DATA TO USE:

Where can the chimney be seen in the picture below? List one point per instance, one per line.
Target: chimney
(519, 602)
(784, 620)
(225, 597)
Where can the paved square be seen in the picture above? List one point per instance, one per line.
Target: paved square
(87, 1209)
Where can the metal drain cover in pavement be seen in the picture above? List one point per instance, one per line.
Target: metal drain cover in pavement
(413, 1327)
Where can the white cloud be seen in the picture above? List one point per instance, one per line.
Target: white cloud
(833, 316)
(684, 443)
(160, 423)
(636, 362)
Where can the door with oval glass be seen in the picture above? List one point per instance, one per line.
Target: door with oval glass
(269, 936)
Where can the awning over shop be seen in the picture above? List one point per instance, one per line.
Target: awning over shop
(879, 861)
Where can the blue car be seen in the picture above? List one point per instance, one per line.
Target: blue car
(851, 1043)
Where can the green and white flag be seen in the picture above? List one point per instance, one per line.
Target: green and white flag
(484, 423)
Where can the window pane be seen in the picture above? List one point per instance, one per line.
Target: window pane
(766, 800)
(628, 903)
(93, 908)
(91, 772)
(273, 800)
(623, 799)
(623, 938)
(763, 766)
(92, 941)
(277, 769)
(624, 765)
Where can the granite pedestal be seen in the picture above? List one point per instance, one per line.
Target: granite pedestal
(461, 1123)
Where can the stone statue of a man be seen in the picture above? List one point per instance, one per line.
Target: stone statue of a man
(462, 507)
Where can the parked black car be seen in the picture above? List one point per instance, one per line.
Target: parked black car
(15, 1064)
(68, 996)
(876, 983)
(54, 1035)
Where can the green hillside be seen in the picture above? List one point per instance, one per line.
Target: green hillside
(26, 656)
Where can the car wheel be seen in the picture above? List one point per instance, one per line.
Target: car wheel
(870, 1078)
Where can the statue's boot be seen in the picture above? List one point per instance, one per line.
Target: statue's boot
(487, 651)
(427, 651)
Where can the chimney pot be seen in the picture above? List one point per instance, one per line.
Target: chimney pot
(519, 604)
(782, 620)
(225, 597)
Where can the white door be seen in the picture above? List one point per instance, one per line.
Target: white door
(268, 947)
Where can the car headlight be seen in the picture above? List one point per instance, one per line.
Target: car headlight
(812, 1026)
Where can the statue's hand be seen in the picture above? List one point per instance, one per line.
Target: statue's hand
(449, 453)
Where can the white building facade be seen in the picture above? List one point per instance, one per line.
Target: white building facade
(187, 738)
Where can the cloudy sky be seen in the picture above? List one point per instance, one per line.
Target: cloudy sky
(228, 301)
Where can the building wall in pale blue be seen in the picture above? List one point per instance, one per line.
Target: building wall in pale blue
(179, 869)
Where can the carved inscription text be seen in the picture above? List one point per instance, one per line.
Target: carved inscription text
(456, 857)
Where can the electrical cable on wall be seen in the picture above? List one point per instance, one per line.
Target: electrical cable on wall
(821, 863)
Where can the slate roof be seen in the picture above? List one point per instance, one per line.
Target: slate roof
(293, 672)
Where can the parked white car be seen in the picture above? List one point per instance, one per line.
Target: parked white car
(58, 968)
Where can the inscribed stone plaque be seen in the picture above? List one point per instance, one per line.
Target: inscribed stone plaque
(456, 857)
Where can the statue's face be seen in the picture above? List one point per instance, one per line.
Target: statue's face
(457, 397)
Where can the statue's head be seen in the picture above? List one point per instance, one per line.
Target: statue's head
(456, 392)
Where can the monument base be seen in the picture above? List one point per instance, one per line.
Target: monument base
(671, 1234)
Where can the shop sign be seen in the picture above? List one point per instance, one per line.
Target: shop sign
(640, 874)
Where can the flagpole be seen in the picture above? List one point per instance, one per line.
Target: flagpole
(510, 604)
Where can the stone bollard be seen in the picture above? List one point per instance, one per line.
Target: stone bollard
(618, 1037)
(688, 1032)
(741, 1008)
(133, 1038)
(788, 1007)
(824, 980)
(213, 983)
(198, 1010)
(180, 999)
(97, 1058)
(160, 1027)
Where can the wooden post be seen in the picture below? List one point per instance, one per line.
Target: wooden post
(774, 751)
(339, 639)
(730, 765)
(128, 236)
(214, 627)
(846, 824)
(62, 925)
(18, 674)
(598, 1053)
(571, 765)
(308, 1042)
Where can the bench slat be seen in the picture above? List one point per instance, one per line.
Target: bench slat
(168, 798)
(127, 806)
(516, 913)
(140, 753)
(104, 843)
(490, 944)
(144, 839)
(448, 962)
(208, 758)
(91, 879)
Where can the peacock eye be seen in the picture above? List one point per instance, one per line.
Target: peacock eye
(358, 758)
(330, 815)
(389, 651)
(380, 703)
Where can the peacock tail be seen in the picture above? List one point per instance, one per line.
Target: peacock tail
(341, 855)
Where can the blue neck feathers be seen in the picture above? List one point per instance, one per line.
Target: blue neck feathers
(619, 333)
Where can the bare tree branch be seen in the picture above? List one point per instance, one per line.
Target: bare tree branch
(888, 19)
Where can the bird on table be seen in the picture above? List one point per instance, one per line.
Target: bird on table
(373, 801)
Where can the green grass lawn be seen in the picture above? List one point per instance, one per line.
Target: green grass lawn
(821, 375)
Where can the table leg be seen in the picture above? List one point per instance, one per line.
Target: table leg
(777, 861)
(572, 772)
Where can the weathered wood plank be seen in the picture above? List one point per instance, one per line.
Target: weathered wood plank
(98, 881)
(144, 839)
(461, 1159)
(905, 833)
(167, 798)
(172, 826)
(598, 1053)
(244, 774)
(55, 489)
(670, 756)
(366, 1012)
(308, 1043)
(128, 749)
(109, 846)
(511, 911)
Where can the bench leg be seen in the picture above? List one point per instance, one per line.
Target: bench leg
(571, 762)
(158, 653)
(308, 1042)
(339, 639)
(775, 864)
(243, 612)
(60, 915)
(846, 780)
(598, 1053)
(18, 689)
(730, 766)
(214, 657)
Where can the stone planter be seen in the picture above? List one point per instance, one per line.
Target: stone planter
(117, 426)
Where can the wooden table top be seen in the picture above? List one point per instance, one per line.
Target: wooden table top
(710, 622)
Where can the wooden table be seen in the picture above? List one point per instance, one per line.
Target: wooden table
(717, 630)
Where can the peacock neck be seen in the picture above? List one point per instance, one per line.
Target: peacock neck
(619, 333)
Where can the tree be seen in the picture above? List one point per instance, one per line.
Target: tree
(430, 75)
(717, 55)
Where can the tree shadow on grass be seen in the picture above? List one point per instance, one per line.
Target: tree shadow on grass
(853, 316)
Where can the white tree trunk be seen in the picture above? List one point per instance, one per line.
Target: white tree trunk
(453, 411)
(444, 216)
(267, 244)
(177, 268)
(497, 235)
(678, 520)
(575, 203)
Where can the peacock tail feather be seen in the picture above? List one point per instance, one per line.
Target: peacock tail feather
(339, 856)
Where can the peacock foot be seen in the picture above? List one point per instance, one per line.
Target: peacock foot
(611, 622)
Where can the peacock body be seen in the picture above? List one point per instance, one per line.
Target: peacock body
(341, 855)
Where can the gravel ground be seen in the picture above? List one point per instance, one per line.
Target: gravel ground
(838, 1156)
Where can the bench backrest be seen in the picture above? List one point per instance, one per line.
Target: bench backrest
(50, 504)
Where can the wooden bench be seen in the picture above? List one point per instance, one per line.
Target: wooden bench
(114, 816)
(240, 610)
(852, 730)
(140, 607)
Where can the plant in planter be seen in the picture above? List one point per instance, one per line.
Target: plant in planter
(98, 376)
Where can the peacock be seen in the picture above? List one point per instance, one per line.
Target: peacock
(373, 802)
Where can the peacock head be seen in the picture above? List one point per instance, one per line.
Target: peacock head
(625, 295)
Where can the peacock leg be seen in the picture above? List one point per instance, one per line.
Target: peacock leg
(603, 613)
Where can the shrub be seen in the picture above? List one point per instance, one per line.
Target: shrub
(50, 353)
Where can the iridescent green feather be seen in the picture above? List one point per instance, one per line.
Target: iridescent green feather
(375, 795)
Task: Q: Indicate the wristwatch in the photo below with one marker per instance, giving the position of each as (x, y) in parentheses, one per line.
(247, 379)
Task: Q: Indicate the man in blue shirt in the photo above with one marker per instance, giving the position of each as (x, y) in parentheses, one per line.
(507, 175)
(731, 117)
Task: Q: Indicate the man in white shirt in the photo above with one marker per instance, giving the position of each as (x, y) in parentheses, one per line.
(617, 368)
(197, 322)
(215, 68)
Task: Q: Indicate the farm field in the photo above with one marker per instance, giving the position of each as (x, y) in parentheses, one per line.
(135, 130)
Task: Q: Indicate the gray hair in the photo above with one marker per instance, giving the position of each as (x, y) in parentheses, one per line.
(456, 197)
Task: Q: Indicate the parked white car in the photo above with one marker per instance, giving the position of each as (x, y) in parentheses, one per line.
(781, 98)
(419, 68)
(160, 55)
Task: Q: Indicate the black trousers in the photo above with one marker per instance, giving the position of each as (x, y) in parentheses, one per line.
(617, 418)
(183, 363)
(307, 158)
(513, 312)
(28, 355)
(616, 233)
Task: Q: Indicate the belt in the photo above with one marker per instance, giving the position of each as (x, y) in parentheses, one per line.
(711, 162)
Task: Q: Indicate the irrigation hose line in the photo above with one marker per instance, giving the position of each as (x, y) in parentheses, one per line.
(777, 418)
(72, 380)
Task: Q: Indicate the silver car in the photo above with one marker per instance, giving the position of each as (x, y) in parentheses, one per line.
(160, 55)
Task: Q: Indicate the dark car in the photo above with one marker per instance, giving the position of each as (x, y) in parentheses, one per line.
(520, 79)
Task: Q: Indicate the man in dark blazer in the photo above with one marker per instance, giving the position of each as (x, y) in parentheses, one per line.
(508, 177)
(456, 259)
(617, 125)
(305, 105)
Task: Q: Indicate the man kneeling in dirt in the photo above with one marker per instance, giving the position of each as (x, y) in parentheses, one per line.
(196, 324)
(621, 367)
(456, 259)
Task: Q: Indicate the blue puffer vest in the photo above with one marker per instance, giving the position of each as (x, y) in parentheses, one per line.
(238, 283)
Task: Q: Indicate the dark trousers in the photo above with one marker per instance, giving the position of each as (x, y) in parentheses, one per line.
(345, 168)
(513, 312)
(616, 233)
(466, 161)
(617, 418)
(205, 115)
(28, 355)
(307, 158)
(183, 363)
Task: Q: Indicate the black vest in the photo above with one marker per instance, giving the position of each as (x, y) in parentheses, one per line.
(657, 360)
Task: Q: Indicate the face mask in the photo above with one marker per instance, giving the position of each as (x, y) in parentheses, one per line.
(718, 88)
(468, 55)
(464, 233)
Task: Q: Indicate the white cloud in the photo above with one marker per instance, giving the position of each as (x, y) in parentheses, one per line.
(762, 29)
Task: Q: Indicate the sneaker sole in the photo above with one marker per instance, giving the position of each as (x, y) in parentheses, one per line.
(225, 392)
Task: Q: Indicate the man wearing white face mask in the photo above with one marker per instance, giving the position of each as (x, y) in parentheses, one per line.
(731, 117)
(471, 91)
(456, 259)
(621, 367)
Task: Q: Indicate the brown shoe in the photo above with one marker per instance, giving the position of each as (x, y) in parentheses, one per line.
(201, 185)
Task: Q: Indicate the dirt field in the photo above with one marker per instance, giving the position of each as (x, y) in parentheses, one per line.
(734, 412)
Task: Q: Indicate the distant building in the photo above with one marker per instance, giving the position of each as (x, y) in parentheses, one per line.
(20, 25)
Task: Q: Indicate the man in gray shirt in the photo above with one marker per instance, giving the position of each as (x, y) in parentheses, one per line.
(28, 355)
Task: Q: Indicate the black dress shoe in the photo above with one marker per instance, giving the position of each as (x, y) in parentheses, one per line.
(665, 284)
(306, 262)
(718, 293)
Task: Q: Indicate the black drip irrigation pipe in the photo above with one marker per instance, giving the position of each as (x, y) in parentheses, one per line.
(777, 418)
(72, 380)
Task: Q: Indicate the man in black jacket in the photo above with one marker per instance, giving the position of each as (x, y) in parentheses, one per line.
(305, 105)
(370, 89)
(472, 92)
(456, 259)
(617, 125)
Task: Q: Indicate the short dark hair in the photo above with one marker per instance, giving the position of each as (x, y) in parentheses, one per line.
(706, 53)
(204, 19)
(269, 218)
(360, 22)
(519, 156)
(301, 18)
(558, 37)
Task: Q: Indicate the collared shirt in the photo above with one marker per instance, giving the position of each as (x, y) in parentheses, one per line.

AIM: Starting with the line that contains "Task: Q: Indicate the man in black", repeat each line through the last one exactly as it appears. Include both ends and nothing more.

RIGHT ANSWER:
Task: Q: Indicate the man in black jacket in the photo above with one marker per instance, giving the position of each as (x, y) in parentheses, one per line.
(305, 105)
(370, 89)
(472, 92)
(456, 259)
(617, 125)
Task: Q: Indicate the short dark hair in the photo above with one marker per instance, giving the position of each as (x, y) in parentheses, one per line.
(706, 53)
(204, 19)
(269, 218)
(360, 22)
(519, 156)
(301, 18)
(558, 37)
Task: Q: Indicate the collared shirt in the photo above with one marker per instance, giving the position of each as (x, y) in parentheses, one per line.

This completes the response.